The input:
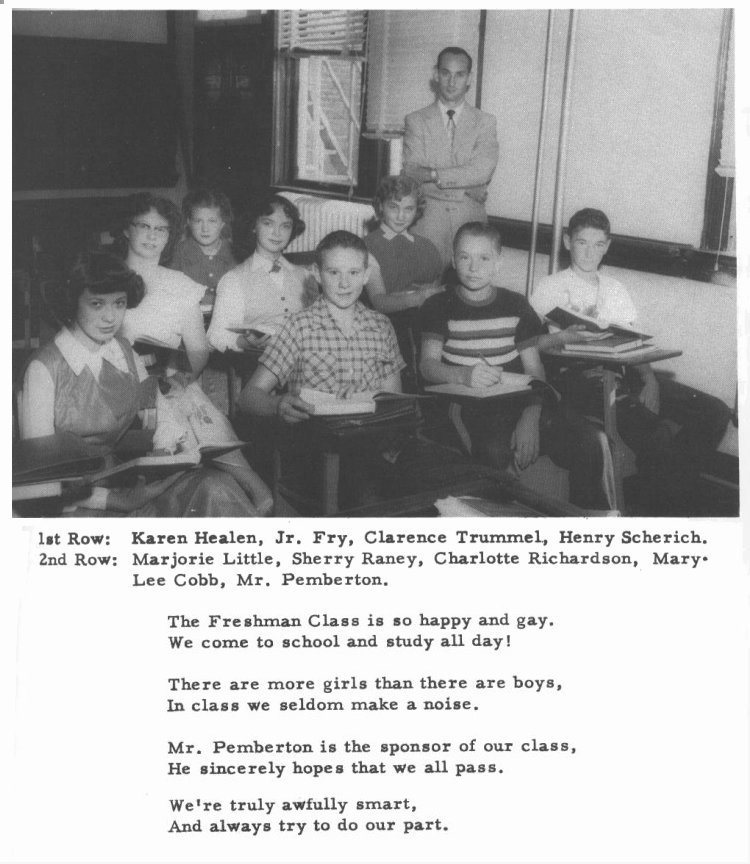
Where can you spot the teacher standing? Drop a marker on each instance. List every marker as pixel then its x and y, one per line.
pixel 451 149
* * *
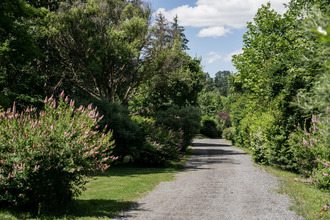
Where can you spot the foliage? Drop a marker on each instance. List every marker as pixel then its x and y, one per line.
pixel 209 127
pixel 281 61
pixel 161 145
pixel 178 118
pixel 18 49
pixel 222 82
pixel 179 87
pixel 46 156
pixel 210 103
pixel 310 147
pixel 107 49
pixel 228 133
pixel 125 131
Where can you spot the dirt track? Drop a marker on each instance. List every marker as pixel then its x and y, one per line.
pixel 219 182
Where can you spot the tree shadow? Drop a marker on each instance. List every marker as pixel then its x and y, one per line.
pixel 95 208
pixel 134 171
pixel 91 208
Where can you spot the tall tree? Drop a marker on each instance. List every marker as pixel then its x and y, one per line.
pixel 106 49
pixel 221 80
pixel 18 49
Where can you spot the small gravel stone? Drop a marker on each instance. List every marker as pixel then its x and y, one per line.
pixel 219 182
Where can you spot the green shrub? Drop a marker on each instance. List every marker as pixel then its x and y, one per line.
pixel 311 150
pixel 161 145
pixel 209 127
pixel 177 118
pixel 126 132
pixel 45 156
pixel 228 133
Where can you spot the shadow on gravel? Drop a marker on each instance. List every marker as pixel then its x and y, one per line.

Aim:
Quote word for word the lines that start with the line containing "Where can you spot the green" and end with the line containing "Where can you spot the shadow". Include both of those lines.

Task result:
Where can you spot the green shrub? Drop a marker on each instance. List every marker as pixel then its x and y, one per line.
pixel 311 150
pixel 161 145
pixel 209 127
pixel 177 118
pixel 126 132
pixel 45 156
pixel 228 133
Where can you spot the shadow on gravel? Drop a marker on each instance. List every marker as pixel then its x and y, one per line.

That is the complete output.